EXERCISE DETAILS - Copy everything from the start of the data down to the line containing "Your task is straightforward: find the wooden coffee", replacing "examine" with "inspect" and leaving the rest unchanged. Omit the pictures from your copy.

———

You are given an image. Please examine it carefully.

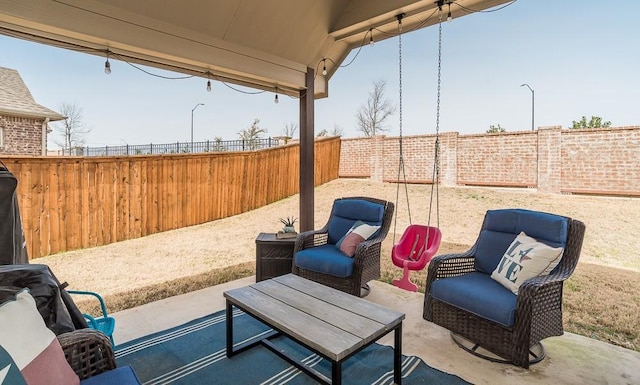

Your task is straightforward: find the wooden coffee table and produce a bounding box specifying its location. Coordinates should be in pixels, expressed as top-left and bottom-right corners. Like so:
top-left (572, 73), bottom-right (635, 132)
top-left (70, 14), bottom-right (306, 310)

top-left (224, 274), bottom-right (405, 384)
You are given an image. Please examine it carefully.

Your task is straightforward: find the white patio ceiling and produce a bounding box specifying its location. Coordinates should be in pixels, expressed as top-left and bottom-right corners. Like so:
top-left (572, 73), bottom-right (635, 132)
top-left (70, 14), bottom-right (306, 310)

top-left (0, 0), bottom-right (509, 98)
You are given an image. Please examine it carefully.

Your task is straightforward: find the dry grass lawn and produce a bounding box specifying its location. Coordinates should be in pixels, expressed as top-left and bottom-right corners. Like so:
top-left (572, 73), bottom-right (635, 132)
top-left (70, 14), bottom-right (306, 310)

top-left (40, 179), bottom-right (640, 351)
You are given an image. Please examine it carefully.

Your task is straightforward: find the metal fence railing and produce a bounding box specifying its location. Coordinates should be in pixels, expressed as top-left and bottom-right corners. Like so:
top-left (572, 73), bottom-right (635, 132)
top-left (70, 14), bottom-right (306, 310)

top-left (80, 137), bottom-right (287, 156)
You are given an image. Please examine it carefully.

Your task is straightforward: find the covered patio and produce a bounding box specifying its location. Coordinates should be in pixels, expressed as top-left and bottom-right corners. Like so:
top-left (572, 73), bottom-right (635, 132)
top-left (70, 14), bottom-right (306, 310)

top-left (113, 277), bottom-right (640, 385)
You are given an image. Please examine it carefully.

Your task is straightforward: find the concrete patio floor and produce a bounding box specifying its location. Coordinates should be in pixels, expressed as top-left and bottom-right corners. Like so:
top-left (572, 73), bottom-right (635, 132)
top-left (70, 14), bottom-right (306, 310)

top-left (113, 277), bottom-right (640, 385)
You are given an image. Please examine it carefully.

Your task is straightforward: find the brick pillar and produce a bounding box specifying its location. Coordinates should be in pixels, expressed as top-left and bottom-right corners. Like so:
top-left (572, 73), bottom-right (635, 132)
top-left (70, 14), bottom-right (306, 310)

top-left (371, 135), bottom-right (386, 182)
top-left (537, 126), bottom-right (562, 193)
top-left (439, 132), bottom-right (459, 187)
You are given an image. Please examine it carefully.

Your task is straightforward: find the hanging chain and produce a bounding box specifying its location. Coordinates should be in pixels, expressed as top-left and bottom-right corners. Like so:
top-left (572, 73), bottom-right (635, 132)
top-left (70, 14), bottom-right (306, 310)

top-left (393, 14), bottom-right (411, 244)
top-left (427, 8), bottom-right (442, 228)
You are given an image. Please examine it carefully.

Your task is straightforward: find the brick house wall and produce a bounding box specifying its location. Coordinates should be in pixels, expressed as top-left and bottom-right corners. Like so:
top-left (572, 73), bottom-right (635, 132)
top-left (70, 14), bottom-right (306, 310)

top-left (339, 126), bottom-right (640, 196)
top-left (0, 115), bottom-right (44, 156)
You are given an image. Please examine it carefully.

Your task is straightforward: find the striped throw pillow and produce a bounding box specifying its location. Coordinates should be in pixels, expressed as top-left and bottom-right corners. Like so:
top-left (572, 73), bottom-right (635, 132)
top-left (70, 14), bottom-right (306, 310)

top-left (0, 289), bottom-right (80, 385)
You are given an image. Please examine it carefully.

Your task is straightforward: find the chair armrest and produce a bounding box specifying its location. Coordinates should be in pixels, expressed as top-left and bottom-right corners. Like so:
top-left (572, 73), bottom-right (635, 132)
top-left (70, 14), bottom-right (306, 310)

top-left (67, 290), bottom-right (107, 317)
top-left (293, 227), bottom-right (329, 254)
top-left (58, 329), bottom-right (116, 380)
top-left (427, 247), bottom-right (476, 282)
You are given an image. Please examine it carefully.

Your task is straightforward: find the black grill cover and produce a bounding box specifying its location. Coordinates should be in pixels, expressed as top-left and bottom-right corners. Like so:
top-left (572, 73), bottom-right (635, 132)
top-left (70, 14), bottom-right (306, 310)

top-left (0, 264), bottom-right (87, 335)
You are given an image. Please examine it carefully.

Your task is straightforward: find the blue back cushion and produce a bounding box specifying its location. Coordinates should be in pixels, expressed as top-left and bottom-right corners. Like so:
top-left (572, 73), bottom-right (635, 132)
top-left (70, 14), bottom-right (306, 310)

top-left (328, 199), bottom-right (384, 244)
top-left (293, 244), bottom-right (355, 278)
top-left (431, 272), bottom-right (518, 327)
top-left (476, 209), bottom-right (569, 274)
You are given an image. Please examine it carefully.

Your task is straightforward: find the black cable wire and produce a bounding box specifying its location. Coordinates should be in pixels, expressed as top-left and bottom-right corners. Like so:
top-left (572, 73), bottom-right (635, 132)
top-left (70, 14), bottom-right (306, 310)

top-left (450, 0), bottom-right (518, 13)
top-left (107, 50), bottom-right (196, 80)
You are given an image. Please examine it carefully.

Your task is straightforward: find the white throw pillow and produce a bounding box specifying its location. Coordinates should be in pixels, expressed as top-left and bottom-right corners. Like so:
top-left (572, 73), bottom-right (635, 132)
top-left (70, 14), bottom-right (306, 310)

top-left (0, 289), bottom-right (80, 385)
top-left (491, 231), bottom-right (564, 295)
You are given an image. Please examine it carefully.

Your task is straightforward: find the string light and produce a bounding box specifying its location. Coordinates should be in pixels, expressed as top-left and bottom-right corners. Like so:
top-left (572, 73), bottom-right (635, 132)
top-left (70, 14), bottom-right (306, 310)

top-left (104, 51), bottom-right (111, 75)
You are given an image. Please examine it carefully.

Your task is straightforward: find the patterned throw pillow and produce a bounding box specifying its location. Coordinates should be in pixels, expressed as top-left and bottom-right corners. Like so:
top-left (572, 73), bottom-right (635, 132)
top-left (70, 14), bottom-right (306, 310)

top-left (336, 221), bottom-right (380, 257)
top-left (491, 231), bottom-right (564, 295)
top-left (0, 289), bottom-right (80, 385)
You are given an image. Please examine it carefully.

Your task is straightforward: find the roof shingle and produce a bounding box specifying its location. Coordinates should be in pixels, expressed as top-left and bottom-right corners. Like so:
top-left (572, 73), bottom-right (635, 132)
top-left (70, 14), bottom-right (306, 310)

top-left (0, 67), bottom-right (65, 121)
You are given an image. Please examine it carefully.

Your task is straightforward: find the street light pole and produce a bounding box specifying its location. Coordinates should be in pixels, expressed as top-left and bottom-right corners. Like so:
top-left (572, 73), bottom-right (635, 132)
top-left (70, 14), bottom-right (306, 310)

top-left (520, 83), bottom-right (536, 131)
top-left (190, 103), bottom-right (204, 152)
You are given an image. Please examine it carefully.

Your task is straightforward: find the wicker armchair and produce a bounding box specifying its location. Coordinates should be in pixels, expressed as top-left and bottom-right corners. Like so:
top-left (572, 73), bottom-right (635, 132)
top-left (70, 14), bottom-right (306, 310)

top-left (423, 210), bottom-right (585, 368)
top-left (58, 329), bottom-right (140, 385)
top-left (58, 329), bottom-right (116, 380)
top-left (292, 197), bottom-right (394, 296)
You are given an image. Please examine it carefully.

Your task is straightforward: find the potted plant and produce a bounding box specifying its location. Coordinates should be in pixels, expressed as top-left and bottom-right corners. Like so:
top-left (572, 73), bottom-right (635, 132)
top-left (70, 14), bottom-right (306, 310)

top-left (280, 217), bottom-right (298, 233)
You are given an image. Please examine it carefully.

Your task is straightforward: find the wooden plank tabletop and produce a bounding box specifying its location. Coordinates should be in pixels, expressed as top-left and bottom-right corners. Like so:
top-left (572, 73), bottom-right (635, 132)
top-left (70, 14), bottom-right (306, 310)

top-left (224, 274), bottom-right (404, 361)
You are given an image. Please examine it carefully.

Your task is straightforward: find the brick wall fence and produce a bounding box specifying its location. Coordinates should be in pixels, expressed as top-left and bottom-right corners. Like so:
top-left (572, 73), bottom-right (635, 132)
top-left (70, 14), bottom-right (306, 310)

top-left (0, 115), bottom-right (44, 155)
top-left (339, 126), bottom-right (640, 196)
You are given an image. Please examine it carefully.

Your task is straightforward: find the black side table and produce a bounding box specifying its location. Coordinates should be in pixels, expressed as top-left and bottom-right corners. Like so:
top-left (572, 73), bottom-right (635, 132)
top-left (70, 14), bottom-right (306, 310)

top-left (256, 233), bottom-right (296, 282)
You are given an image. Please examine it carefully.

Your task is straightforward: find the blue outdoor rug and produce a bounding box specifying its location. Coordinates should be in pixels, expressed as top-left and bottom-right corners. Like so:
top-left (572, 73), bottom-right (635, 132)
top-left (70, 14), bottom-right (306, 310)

top-left (116, 309), bottom-right (468, 385)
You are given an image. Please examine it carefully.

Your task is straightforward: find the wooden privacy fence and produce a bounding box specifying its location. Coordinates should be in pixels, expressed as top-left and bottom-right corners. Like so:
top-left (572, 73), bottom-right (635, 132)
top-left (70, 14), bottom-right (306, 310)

top-left (3, 138), bottom-right (340, 258)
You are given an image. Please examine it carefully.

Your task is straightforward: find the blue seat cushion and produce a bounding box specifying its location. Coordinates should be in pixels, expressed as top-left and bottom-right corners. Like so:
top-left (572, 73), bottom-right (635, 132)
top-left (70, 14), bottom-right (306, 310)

top-left (475, 209), bottom-right (569, 274)
top-left (328, 199), bottom-right (384, 245)
top-left (431, 272), bottom-right (517, 328)
top-left (294, 244), bottom-right (354, 278)
top-left (80, 365), bottom-right (141, 385)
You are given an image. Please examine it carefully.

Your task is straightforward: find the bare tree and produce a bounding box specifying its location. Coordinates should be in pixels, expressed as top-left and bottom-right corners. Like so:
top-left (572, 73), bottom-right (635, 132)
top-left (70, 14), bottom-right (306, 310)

top-left (316, 123), bottom-right (342, 138)
top-left (238, 118), bottom-right (267, 150)
top-left (487, 124), bottom-right (507, 134)
top-left (282, 122), bottom-right (298, 138)
top-left (54, 102), bottom-right (91, 155)
top-left (356, 80), bottom-right (396, 137)
top-left (331, 123), bottom-right (344, 136)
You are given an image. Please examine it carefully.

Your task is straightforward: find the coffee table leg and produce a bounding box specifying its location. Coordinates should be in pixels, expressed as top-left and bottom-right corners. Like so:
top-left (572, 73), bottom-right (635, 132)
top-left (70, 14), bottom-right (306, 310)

top-left (226, 300), bottom-right (233, 357)
top-left (331, 362), bottom-right (342, 385)
top-left (393, 322), bottom-right (402, 385)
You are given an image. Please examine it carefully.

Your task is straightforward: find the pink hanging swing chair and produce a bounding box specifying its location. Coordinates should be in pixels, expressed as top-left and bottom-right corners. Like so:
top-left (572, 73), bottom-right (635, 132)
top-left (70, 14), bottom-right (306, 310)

top-left (391, 225), bottom-right (442, 291)
top-left (391, 15), bottom-right (442, 292)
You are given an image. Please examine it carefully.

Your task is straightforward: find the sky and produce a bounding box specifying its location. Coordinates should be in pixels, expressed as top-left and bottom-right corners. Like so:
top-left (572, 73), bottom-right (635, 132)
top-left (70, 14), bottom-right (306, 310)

top-left (0, 0), bottom-right (640, 149)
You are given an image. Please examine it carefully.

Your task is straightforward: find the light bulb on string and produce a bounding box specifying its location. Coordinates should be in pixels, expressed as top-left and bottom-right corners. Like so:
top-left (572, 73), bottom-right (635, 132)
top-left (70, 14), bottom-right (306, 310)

top-left (104, 51), bottom-right (111, 75)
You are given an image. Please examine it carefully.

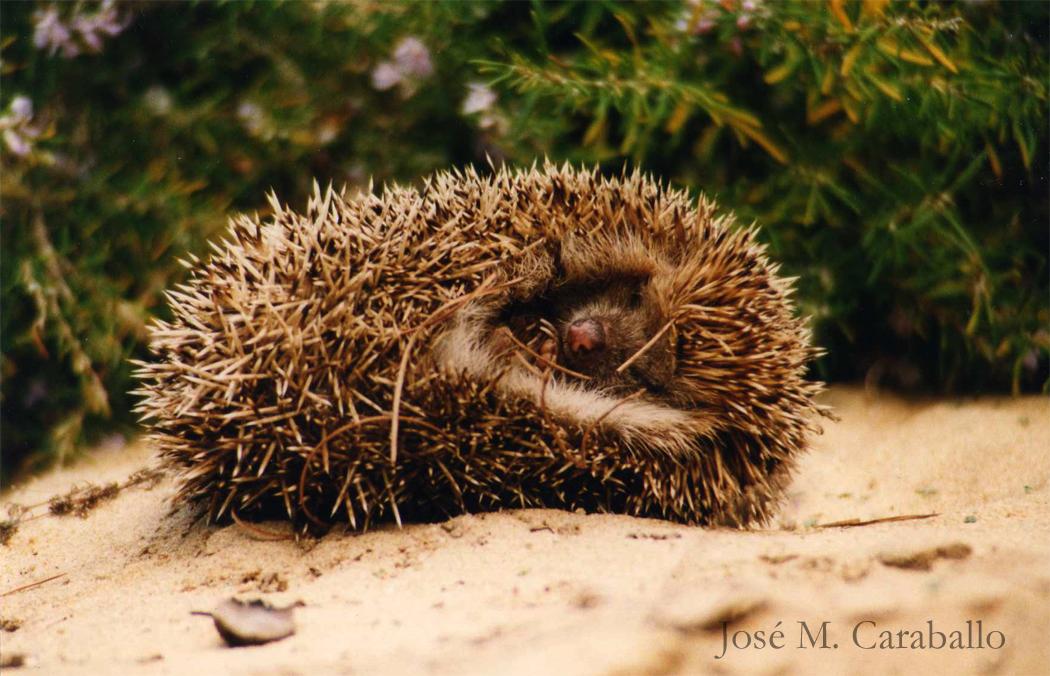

———

TASK RESULT -
You are given an image. Please inspect it carefully.


Your task is straightforward: find the wooden coffee table and produce a bounding box specifying its location. Coordinates should be in pixels, expressed as top-left and bottom-right corners. Like so:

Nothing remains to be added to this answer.